> [Required task]: Could you recast the data as a JSON list of strings, one string per line, starting at the line containing "label the stone" and running up to and including the final line of the data? Skip blank lines and leave the pictures out.

> [Stored data entries]:

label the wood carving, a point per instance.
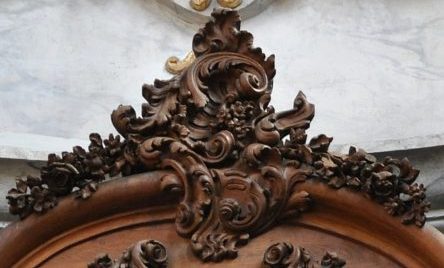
(144, 254)
(283, 255)
(213, 128)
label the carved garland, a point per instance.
(211, 124)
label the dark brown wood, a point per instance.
(209, 138)
(130, 209)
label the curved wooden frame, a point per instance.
(213, 161)
(139, 199)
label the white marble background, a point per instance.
(374, 68)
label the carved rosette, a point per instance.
(213, 127)
(283, 255)
(144, 254)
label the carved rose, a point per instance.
(383, 184)
(60, 178)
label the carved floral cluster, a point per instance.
(78, 171)
(144, 254)
(284, 254)
(212, 125)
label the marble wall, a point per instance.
(374, 69)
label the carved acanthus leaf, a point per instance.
(284, 254)
(143, 254)
(211, 126)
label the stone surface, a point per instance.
(374, 69)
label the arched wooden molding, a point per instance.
(209, 138)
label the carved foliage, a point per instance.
(144, 254)
(212, 126)
(283, 255)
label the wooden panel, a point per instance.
(179, 253)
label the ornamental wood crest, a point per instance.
(238, 161)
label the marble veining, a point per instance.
(374, 69)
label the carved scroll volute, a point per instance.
(212, 128)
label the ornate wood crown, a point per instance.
(236, 162)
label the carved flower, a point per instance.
(60, 177)
(229, 209)
(383, 184)
(331, 260)
(22, 202)
(285, 255)
(102, 261)
(154, 253)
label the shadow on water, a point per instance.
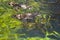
(31, 33)
(38, 33)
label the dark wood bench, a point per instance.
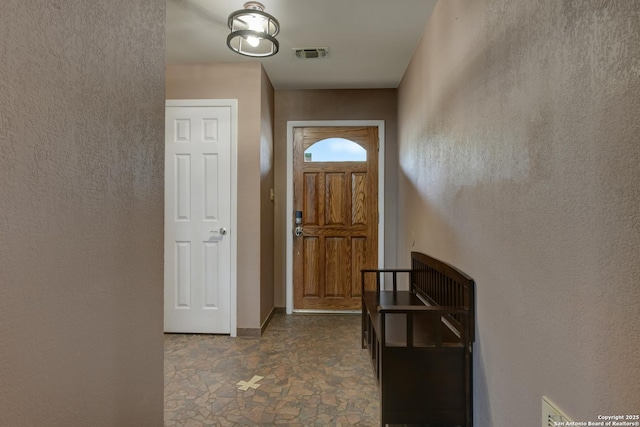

> [Reply to the exercise]:
[
  "label the stone surface, a point per instance.",
  "(374, 69)",
  "label the arched wooden molding, a point per instance.",
  "(209, 138)",
  "label the carved foliage, a point per instance.",
  "(144, 254)",
  "(212, 126)",
  "(283, 255)",
  "label the wooden panel, a point per instance.",
  "(179, 253)",
  "label the ornamental wood crest, a point per instance.",
  "(238, 161)",
  "label the marble veining, a point per instance.",
  "(374, 69)",
  "label the carved scroll volute, a point per instance.",
  "(212, 128)",
  "label the ornate wood crown, a point per instance.",
  "(236, 162)",
  "label the carved flower, a point per instance.",
  "(60, 177)",
  "(229, 209)",
  "(383, 184)",
  "(331, 260)",
  "(22, 202)",
  "(285, 255)",
  "(102, 261)",
  "(154, 253)",
  "label the shadow on water, a point per instance.",
  "(31, 33)",
  "(38, 33)",
  "label the dark wood bench, a point per instance."
]